§ **EXERCISE TASK**: Continue the article on Sintercom, starting right after its final sentence.

§ **PAGE TEXT**:
»»

= Sintercom =

Internet community

Sintercom (Singapore Internet Community) was an Internet community launched by Dr Tan Chong Kee in 1994 with the objective of providing a platform for free flowing discussion on various national issues much akin to soc.culture.singapore in USENET where he was active.

==SBA incident==
On 5 July 2001, before the general election, Dr Tan received a letter from the Singapore Broadcasting Authority asking him to register Sintercom under the ‘Singapore Broadcasting Authority (Class License) Notification 1996’ and explained that registration was a procedural requirement with the intention to emphasize the need for content providers to be responsible and transparent when engaging in Singapore’s political issues.

Dr Tan published the request on Sintercom and pointed out that he was required to sign a document as part of the registration process, taking on personal liability for all content appearing on the site, including all content posted by users in the public forum. He pointed out that such a requirement meant anyone can maliciously post something libelous on Sintercom, and he will technically be liable for such libelous comment, even if he was unaware of them.

««

[Object point labels]
»»

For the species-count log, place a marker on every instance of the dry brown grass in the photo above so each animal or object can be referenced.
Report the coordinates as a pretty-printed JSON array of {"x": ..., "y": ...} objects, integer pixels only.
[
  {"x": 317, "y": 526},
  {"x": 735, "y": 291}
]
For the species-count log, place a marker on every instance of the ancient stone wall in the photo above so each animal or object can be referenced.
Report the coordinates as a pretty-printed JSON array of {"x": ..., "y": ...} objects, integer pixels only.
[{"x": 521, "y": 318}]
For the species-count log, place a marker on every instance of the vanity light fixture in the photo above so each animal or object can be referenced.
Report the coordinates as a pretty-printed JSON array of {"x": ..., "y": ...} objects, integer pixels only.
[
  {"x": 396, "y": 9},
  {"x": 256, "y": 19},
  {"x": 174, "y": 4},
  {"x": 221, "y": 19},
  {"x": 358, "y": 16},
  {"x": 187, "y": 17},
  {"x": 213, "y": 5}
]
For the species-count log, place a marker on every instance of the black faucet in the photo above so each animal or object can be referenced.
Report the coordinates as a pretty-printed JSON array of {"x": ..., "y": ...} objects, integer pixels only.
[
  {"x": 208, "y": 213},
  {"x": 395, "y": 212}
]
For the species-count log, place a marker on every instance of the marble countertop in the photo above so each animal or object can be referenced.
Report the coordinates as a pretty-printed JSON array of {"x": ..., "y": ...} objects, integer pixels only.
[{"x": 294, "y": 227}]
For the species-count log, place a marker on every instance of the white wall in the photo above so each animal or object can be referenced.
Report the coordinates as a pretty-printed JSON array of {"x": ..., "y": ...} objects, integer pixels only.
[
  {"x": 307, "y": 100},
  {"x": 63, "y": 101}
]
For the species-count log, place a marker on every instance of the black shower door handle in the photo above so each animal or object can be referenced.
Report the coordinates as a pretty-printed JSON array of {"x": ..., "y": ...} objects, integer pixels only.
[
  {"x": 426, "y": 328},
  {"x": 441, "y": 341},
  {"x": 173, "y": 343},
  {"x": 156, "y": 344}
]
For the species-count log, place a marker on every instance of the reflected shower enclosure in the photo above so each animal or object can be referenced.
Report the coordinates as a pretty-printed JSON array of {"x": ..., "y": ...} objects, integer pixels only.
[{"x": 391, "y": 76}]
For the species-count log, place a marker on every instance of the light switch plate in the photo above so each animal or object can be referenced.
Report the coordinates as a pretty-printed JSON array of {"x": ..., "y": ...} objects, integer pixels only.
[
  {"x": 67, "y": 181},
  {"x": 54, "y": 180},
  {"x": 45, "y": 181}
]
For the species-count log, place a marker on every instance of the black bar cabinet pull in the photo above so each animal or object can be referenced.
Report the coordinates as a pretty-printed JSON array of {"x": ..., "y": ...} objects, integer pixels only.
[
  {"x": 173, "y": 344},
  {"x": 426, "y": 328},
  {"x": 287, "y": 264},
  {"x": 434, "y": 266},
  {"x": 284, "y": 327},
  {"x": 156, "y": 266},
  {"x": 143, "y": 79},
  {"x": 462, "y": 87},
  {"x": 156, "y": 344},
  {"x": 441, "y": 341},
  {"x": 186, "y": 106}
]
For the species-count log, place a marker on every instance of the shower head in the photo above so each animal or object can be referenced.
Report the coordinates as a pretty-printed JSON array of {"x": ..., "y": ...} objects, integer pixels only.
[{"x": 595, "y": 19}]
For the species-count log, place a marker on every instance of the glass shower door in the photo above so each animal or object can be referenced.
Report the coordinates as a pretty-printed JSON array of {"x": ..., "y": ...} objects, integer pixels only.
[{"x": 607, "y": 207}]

««

§ **RESPONSE TO THE EXERCISE**:
He further pointed out that the content guidelines were vague enough that much of the already published content on Sintercom could be construed, if the Authority so desired, as contravening the guidelines. In which case, by registering, he will immediately be personally liable. The authorities may choose not to act immediately, but this will become a Damocles' sword hanging over his head, putting enormous pressure to self-censor in order to avoid potential problems. Nevertheless, he registered Sintercom as the authorities had demanded.

After registration, he sent already published content on Sintercom to the authorities, requesting that they make clear if any had contravened their interpretation of the content guideline. He also stated to the authorities that he will remove any content they find objectionable so as to comply with their regulation. He also quoted a clause of the regulation back to the authorities, where it stated that a webmaster must refer to the authorities if they are unsure about the acceptability of their content. The authorities refused to answer if any of the published content sent to them were acceptable or not.

Dr Tan again stated that the authorities needed to make that clear or it would be impossible for him to comply without erring on the side of caution and practice self-censorship. The authorities released a press statement claiming that Dr Tan had overreacted.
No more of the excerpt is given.